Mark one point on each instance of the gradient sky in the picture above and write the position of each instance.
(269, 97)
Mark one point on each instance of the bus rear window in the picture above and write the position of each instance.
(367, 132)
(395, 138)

TASK DIRECTIONS => Arrange the data above as a two-column CSV with the header row instruction,answer, giving one row for each instruction and its answer. Put each value in a single quoted field, and replace any line breaks with spaces.

TASK RESPONSE =>
instruction,answer
"Mark one point on each instance of the gradient sky in the picture above and write the position of each instance.","(269, 97)"
"Mark one point on each instance of the bus rear window in the picture above and write the position of each instance.","(367, 132) (395, 138)"